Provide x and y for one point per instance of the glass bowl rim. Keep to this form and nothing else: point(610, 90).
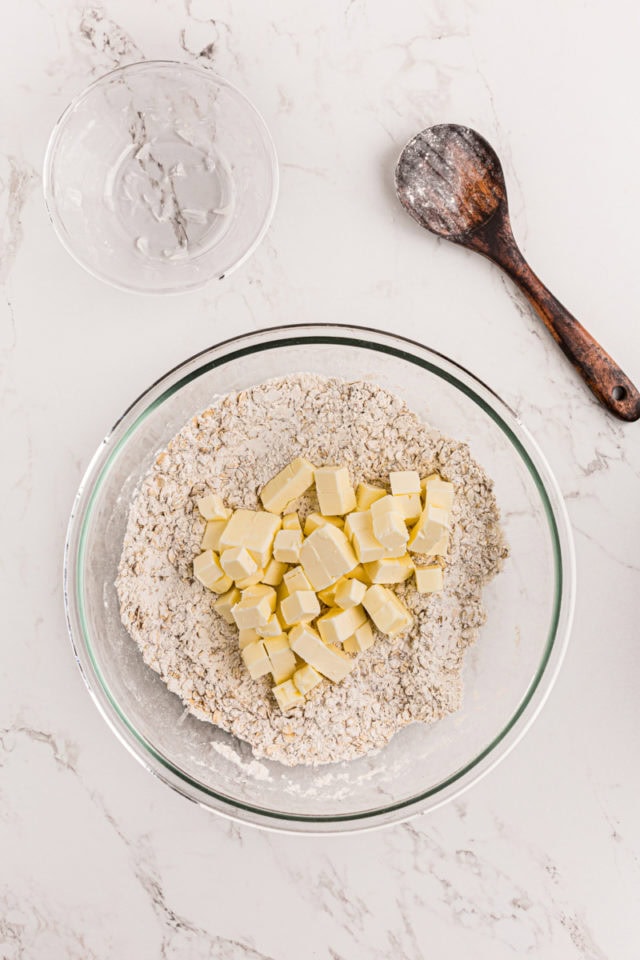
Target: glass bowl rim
point(341, 335)
point(50, 156)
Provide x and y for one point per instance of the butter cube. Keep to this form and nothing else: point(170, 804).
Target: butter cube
point(212, 534)
point(359, 527)
point(315, 520)
point(260, 590)
point(207, 569)
point(287, 485)
point(271, 628)
point(350, 593)
point(404, 481)
point(245, 637)
point(212, 507)
point(386, 610)
point(390, 570)
point(366, 494)
point(358, 573)
point(253, 529)
point(224, 603)
point(306, 678)
point(238, 529)
point(325, 556)
point(238, 563)
point(388, 526)
point(291, 522)
point(361, 640)
point(410, 506)
point(439, 492)
point(274, 572)
point(299, 607)
point(429, 579)
point(286, 546)
point(295, 579)
point(251, 581)
point(256, 660)
point(328, 595)
point(263, 531)
point(281, 657)
point(335, 492)
point(254, 609)
point(430, 530)
point(337, 625)
point(222, 586)
point(325, 658)
point(287, 695)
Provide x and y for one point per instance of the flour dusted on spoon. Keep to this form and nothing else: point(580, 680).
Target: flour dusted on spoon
point(233, 449)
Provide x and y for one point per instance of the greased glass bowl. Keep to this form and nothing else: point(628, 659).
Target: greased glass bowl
point(508, 673)
point(160, 176)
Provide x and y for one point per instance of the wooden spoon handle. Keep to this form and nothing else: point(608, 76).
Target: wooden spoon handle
point(602, 374)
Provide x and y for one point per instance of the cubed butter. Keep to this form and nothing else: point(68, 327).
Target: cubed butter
point(350, 593)
point(224, 603)
point(337, 625)
point(429, 531)
point(245, 637)
point(286, 546)
point(300, 607)
point(238, 563)
point(358, 573)
point(328, 595)
point(404, 481)
point(429, 579)
point(306, 678)
point(291, 522)
point(359, 527)
point(212, 534)
point(256, 660)
point(254, 609)
point(255, 578)
point(325, 556)
point(287, 695)
point(388, 525)
point(336, 495)
point(287, 485)
point(212, 507)
point(386, 610)
point(366, 494)
point(281, 657)
point(390, 570)
point(315, 520)
point(274, 572)
point(271, 628)
point(410, 506)
point(253, 529)
point(325, 658)
point(361, 640)
point(295, 579)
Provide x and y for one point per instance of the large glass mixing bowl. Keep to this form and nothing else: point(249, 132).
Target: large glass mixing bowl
point(507, 674)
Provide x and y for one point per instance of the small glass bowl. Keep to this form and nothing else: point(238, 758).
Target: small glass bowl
point(507, 674)
point(160, 176)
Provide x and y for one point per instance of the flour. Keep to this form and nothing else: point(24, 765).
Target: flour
point(233, 449)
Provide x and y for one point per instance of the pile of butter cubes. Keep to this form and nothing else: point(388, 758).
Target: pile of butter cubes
point(304, 599)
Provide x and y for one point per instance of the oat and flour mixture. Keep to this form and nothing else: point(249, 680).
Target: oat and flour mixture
point(233, 449)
──────
Exercise:
Rewrite all the entries above, replacing each occurrence of "glass bowl" with "ceramic bowl" and changing nothing else. Leave the pictures out of your answer.

Final answer:
Provide x and y for one point per instance of the ceramic bowl rim. Keep to this form and nothing else: point(610, 90).
Target: ceramic bowl rim
point(341, 335)
point(50, 156)
Provide x and y for one point per instance of the butter cube. Keep to this form and nothing else: point(170, 804).
Target: butter cube
point(212, 534)
point(359, 527)
point(315, 520)
point(260, 590)
point(207, 569)
point(287, 485)
point(271, 628)
point(350, 593)
point(404, 481)
point(245, 637)
point(212, 507)
point(386, 610)
point(390, 570)
point(366, 494)
point(358, 573)
point(253, 529)
point(224, 603)
point(306, 678)
point(238, 529)
point(325, 556)
point(238, 563)
point(388, 526)
point(291, 522)
point(361, 640)
point(410, 506)
point(439, 492)
point(274, 572)
point(299, 607)
point(429, 579)
point(286, 546)
point(295, 579)
point(251, 581)
point(256, 660)
point(328, 595)
point(263, 531)
point(281, 657)
point(335, 492)
point(254, 609)
point(430, 530)
point(337, 625)
point(222, 586)
point(325, 658)
point(287, 695)
Provide x and y for one point per instance of the flour dusted on spoon. Keep to this form and nothing else: point(580, 680).
Target: flour dusted on spoon
point(233, 449)
Provide x and y for one point per instance of the greased ceramic bowl. Keep to this form and nothing else: point(628, 659).
Target: greased ceramic bowl
point(508, 673)
point(160, 176)
Provide x and y for one point per instance of the wooden spoon handle. Keep to this form and nothing else: point(608, 76).
Target: wooden spoon handle
point(602, 374)
Provide x and y for one point per instance of the cubed butter. Keep to this form and nothing else: point(68, 327).
Target: cubed butter
point(350, 593)
point(224, 603)
point(337, 625)
point(429, 531)
point(245, 637)
point(286, 546)
point(300, 607)
point(238, 563)
point(358, 573)
point(328, 595)
point(404, 481)
point(429, 579)
point(306, 678)
point(291, 522)
point(359, 527)
point(212, 534)
point(256, 660)
point(254, 609)
point(255, 578)
point(325, 556)
point(287, 695)
point(388, 525)
point(336, 495)
point(287, 485)
point(212, 507)
point(386, 610)
point(366, 494)
point(281, 657)
point(390, 570)
point(315, 520)
point(274, 572)
point(271, 628)
point(410, 506)
point(253, 529)
point(325, 658)
point(361, 640)
point(295, 579)
Provide x and y for one point per instance of the large glass mixing bowl. Keep to this form and nothing else: point(249, 132).
Target: large glass mixing bowl
point(507, 674)
Provide x and y for one point per instance of the small ceramic bowl. Keep to this form and nothing else: point(238, 758).
Target: small ceramic bowl
point(507, 674)
point(160, 176)
Provide x and y for one point per instance of the flour. Keep to this form and nothing else: point(24, 765).
Target: flour
point(233, 449)
Provide x and y for one point per instance of the pile of butter cubes. Keep to this form and nothing else: point(388, 758).
Target: pile of butter cubes
point(304, 599)
Provide x and y for one point per instance of the oat and flour mixture. Keep to this form and nothing else: point(249, 680).
Target: oat and flour mixture
point(233, 449)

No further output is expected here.